■ **Texto de la página**:
Circunstancias, mecanismos y debate que siguen estando en la sociedad argentina como en muchas de las imperfectas democracias de medio mundo, que, como la española, se está argentinizando. Por eso Lisandro Fiks, el adaptador, director y actor en este montaje y compositor de la música, localiza la obra en la Argentina actual. En la que sus personajes toman mate, usan heladera y el habla se tiñe de giros, modismos y el sonido del decir de allá.
Un montaje y una interpretación a la antigua. A la manera que una inmensa mayoría de personas sigue pensando que es cómo se debe hacer el teatro. No excesivamente alejada en como José Bódalo (que por cierto nació en Córdoba, Argentina) e Irene Gutiérrez Caba hicieron para Estudio 1 de rtve en los ochenta. O de la versión de Juan Mayorga que Gerardo Vera dirigiera en el Centro Dramático Nacional no hace tanto.
Una actualidad que la temporada pasada también le vio Alex Rigola que la montó en el Pavón Teatro Kamikaze con Israel Elejalde e Irene Escolar, entre otros, con una propuesta muy moderna y centrada en la escena de la asamblea. Un montaje que, en otras circunstancias, en otra época, pareció una boutade. O Les Antonietes que mostraron su particular y minimalista versión en el Teatro Fernán Gómez, a la que llamaron Stockmann.
Obra que suscita, como se ve, mucho interés entre los profesionales del teatro. No solo porque les permite lucirse, sobre todo a sus intérpretes pues es un teatro que está escrito para ser dicho y hecho en un escenario. Más cuando se puede hacer un montaje a lo grande, con todos los personajes y con la asamblea, convirtiéndose en un gran montaje. También interesa porque es un espectáculo popular, que entusiasma al público a poco que se cuide la propuesta y se recurra a buenos actores y actrices.
En este caso, se trata de un montaje modesto, puesto que el número de personajes se ha reducido y agrupado, mostrando facetas contradictorias en varios de ellos, en cierto modo como sucede en la vida, haciéndola más realista que el original. Aunque se mantiene en un número suficiente para que no se eche en falta a nada y a nadie, ya que todos los discursos están presentes.

■ **Instrucciones**:
1. Responde, por favor, estas preguntas sobre la reseña teatral:
(a) ¿Dónde localiza Lisandro Fiks la obra?
(b) ¿En qué teatro montó Alex Rigola su versión?
(c) ¿Qué nombre dieron Les Antonietes a su versión?
2. Prosigue la reseña teatral a partir de su última frase.
El material no tiene ningún papel en este ejercicio.

■ **Información mostrada**:

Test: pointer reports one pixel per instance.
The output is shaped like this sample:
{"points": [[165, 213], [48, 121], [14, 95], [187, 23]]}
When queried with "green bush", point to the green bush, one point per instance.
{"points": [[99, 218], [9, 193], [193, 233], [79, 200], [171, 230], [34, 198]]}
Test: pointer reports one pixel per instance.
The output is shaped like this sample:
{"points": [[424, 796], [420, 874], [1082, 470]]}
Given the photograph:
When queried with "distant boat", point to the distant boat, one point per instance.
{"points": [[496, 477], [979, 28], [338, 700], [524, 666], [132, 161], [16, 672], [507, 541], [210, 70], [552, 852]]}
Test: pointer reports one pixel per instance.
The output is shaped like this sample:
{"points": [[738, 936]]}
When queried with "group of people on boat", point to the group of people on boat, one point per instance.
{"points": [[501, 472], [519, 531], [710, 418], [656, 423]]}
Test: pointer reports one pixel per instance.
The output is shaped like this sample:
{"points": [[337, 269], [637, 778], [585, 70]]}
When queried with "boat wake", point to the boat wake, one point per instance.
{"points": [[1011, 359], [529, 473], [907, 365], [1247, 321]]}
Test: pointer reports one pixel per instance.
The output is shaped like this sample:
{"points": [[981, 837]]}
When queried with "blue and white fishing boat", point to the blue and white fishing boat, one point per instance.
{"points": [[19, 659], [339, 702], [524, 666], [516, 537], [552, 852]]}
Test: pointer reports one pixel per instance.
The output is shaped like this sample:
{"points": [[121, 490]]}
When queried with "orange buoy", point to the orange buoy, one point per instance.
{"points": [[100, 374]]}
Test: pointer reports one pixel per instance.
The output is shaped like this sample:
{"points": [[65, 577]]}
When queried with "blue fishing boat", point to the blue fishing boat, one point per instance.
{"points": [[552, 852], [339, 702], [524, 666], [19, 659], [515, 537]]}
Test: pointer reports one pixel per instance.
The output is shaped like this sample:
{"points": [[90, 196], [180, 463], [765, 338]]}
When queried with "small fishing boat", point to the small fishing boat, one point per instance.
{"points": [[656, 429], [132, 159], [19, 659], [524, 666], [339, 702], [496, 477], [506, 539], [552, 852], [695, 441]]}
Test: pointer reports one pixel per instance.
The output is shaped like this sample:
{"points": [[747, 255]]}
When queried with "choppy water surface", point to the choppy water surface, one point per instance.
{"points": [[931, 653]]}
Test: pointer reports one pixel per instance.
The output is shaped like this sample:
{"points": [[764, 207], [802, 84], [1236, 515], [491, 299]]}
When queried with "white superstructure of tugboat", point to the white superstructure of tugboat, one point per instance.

■ **Respuestas**:
1.
(a) En la Argentina actual.
(b) En el Pavón Teatro Kamikaze.
(c) Stockmann.

2.
A lo que se añade un uso inteligente del público de la sala para montar la siempre interesante escena de la asamblea del pueblo, en el que el acoso del poder junto con la vehemencia, entusiasmo y enfado que desata en el doctor protagonista, permiten mostrar todas las contradicciones de su pensamiento. Así como las dificultades para hacerse entender, ser entendido, haciéndole parecer lo que no es.
Una historia trágica, un drama, escrito en el XIX, pero que bien podría haber sido escrito hoy. Pues debajo de la capa de tecnologías de la información, con Internet a la cabeza, y el relajo en las costumbres sociales, con Tinder como bandera, en la sociedad actual sigue latiendo una estructura social y económica decimonónica. Y una sociedad de hombres y mujeres que antes de pensar (por sí mismos), prefieren ser pensados (por otros).
Quizás, todo esto tenga que ver con la educación. Una educación, que al igual que pasa con la sanidad, los poderes políticos y económicos tienden a controlar para usarla en su propio beneficio.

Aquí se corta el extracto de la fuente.